PASSAGE TO READ:
§ §
Three (8%) patients developed spontaneous de novo retinal detachments. All had significant proliferative vitreoretinopathy [13]. Retinal detachments in the context of K-Pros are mostly either tractional or rhegmatogenous in origin and tend to have poorer outcomes [14,15,16]. Often patients do not notice any symptoms until the detachment is extensive and severe, despite close follow-up. One approach to decrease complications is to perform a vitrectomy at the time of initial K-Pro surgery; however, studies suggest that this does not actually reduce the risk of retinal detachments [17]. We suggest that all patients have an in office B-scan ultrasound looking for early retinal detachments at each follow-up visit.

Glaucoma is the perennial bane of K-Pro surgery and this was no exception in our cohort. Three (8%) patients had NPL vision as a result of glaucoma, all through varied and unexpected mechanisms. In one there was unrealised advanced glaucoma prior to K-Pro surgery that progressed despite a reasonable IOP. A second patient had intractable chronic high IOP (~40 mm Hg) in the post-operative period. Finally, a third patient developed aqueous misdirection with an extremely high IOP that resulted in a central retinal artery occlusion. Our experience has taught us to anticipate high IOPs in all patients and to plan for this. We now pre-place Baerveldt tube plates in all eyes that do not have glaucoma/ocular hypertension or a history of steroid response. If the IOP were to rise, we can insert the tube in the eye as a secondary procedure to control the IOP while minimising the risk of hypotony as the bleb over the tube plate would have had time to mature. Thus far, only one eye has needed this procedure. Eyes with pre-existing glaucoma, ocular hypertension or known steroid response undergo full Baerveldt 350 implantation either prior to or at the time of K-Pro implantation. We chose the Baerveldt tube over the Ahmed valve tube as studies demonstrate that it achieves greater IOP reduction in the long term [18, 19]. To ameliorate the hypotensive phase described in Baerveldt tube surgery, a supramid is inserted into the tube and a 10.0 nylon suture used to ligate the tube at point of surgery. In the event of high IOPs in the initial post-operative period, the intraluminal length of the supramid can be adjusted or the 10.0 nylon can be suture lysed with an Argon laser to allow flow through the tube.
§ §
Records excerpted from a collection:
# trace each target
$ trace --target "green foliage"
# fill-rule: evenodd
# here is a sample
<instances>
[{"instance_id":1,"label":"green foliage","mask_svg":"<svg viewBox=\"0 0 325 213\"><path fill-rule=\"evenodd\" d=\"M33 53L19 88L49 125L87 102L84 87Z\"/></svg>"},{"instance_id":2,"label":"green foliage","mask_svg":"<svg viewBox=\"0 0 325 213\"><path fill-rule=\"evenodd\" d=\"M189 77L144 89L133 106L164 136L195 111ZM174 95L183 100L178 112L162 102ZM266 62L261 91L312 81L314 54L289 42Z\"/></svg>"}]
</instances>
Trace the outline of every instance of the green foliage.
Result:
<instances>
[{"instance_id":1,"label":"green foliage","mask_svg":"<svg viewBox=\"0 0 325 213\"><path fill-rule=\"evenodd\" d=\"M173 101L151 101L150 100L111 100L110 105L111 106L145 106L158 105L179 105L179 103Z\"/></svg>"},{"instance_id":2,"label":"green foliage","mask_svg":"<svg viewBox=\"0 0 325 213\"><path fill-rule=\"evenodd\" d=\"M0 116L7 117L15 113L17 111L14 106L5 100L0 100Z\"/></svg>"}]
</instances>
§ §
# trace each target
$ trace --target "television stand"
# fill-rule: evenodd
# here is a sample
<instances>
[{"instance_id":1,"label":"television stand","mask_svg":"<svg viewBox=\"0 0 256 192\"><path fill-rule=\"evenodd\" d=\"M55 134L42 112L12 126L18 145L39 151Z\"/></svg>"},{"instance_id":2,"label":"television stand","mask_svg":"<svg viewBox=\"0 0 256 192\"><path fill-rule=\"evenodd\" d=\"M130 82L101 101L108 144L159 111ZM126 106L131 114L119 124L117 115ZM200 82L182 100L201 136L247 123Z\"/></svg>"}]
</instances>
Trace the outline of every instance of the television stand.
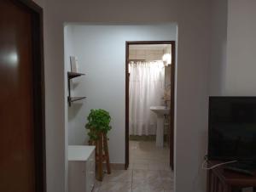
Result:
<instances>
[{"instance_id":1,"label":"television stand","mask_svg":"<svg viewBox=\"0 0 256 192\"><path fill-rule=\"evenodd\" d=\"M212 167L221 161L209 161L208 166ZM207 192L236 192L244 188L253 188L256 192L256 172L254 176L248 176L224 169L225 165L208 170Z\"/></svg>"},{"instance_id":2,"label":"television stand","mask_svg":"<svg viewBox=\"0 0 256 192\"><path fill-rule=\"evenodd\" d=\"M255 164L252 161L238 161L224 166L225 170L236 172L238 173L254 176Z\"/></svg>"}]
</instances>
§ §
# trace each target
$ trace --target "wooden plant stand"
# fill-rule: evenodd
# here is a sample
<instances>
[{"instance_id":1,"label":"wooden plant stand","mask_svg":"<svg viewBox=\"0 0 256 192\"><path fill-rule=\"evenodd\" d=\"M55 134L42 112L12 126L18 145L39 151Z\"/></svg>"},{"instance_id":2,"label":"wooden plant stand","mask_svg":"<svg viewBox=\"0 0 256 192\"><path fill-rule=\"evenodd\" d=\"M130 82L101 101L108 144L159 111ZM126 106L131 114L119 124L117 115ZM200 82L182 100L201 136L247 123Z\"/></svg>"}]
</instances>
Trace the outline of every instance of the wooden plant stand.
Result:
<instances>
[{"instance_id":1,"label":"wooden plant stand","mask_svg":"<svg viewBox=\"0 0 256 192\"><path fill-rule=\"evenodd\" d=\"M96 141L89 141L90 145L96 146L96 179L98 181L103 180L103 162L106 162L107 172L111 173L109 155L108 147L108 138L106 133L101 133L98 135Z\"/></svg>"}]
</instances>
§ §
AIM OF THE EXERCISE: Copy the passage on K-Pro complications from "Three (8%) patients developed" through "each follow-up visit.", replacing "vitrectomy" with "lensectomy".

EXERCISE SOLUTION:
Three (8%) patients developed spontaneous de novo retinal detachments. All had significant proliferative vitreoretinopathy [13]. Retinal detachments in the context of K-Pros are mostly either tractional or rhegmatogenous in origin and tend to have poorer outcomes [14,15,16]. Often patients do not notice any symptoms until the detachment is extensive and severe, despite close follow-up. One approach to decrease complications is to perform a lensectomy at the time of initial K-Pro surgery; however, studies suggest that this does not actually reduce the risk of retinal detachments [17]. We suggest that all patients have an in office B-scan ultrasound looking for early retinal detachments at each follow-up visit.